Wednesday, 23 February 2011

mój szkicownik i nowa bajka/ my sketch book and new story

mój szkicownik powoli zapełnia się ilustracjami. ilustracjami do książki, która od dawna dojrzewała w mej głowie a teraz powoli strona po stronie staje się coraz bardziej realna. Tytuł roboczy: CZERWONE KALOSZE, czyli rymowanki i bajeczki nie tylko dla mojej trójeczki.

ostrzę ołówki i kredki, parzę kubek mlecznej i kawy i zabieram się do pracy.


ten obrazek do bajki O zniknięciu maltańczyka i kryjówce na dębie...

a ten z kolei do opowieści O trzmielu i bracie nie-przyjacielu...

a ten do najnowszej bajki O portrecie na lustrze...

A tak się ta bajka zaczyna:

Pewnego słonecznego popołudnia mała E. została na gospodarstwie tylko z Dziadkiem, który jak zwykle siedział w swoim tajemnym pokoju na strychu zupełnie nieświadomy tego, co się działo pod pokładem, czyli poniżej strychu. Siedział tam od samego rana zajęty przerabianiem jakiegoś radioodbiornika i patrzeniem przez okno. Dziadek Benjamin potrafił tak spędzać całe godziny, a nawet dnie, gdy był czymś bardzo zajęty. Babcia Nina miała wtedy wszystkie sprawy na swojej głowie. Biedna Babcia Nina – myślała mała E. – muszę jej jakoś pomóc...

12 comments:

Delie said...

Cudnie:))) Podziwiam Cię za tę kreatywność!

enchocolatte said...

Dziękuję Delie! Żeby tylko trochę więcej czasu było!

mru-K ♥ said...

szkice są cudne. już nie mogę się doczekać efektu końcowego. podoba mi się też sam tytuł książeczki. życzę powodzenia w rysowaniu i tworzeniu! (:

Ewa said...

Właśnie patrzymy ze Starszą Siostrą i żałuję, że nie słychać Jej westcheń zachwytu!

Ania said...

Jestem w szoku! Super się zapowiada:) Rysunki piękne i czyta się bardzo przyjemnie:)

powodzenia!

A! i obrus bardzo ładny:)

enchocolatte said...

Mru, efekt końcowy! też się nie mogę doczekać! :)

Ewo, to dopiero szkice. Muszę je jeszcze pokolorować!

__Lista zadań__
**A)** Proszę odpowiedzieć na poniższe pytania dotyczące wpisu o szkicowniku i nowej bajce:
(i) Jaki tytuł roboczy nosi książka?
(ii) Czym Dziadek zajmował się od samego rana w swoim pokoju na strychu?
(iii) Co według odpowiedzi skierowanej do Ewy trzeba jeszcze zrobić ze szkicami?
**B)** Proszę poprowadzić dalej wpis o szkicowniku i nowej bajce, zaczynając od miejsca, w którym się kończy.

__Blok danych__
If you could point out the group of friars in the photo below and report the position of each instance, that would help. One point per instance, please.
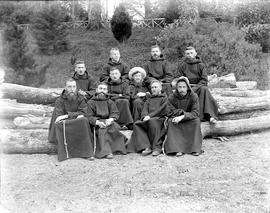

__Odpowiedzi do zadań__
**A)**
(i) CZERWONE KALOSZE, czyli rymowanki i bajeczki nie tylko dla mojej trójeczki.
(ii) Przerabianiem jakiegoś radioodbiornika i patrzeniem przez okno.
(iii) Trzeba je jeszcze pokolorować.

**B)**
Aniu, za nami 100 stron tekstu, zdjęć i rysunków. Teraz muszę to wszystko poskładać. I ciągle coś nowego wpada mi do głowy!
PS. Obrus w moje ulubione kaszubskie wzory. Może kiedyś na emeryturze wyszyje taki sama :)

Anik said...

czekam niecierpliwie na kolory w tych cudnych szkicach :)) trzymam mocno kciuki, chociaz czuję że efekt końcowy będzie piękny :)

Hanna said...

I ja mocno trzymam kciuki za efekt końcowy, bo zapowiada się cudnie! Piękne szkice :)))

maggie said...

No proszę!
Diablo zdolna z Ciebie Mama :-)
Podziwiam i po raz kolejny kłaniam Ci się nisko! Trzech Chłopaków, Dom na głowie, liczne talenty (że wymienię choć ten kulinarny, fotograficzny i ten do rękodzieł!) i jeszcze takie COŚ...
Wielkie BRAWA dla tej Pani!
Inspirujesz!

enchocolatte said...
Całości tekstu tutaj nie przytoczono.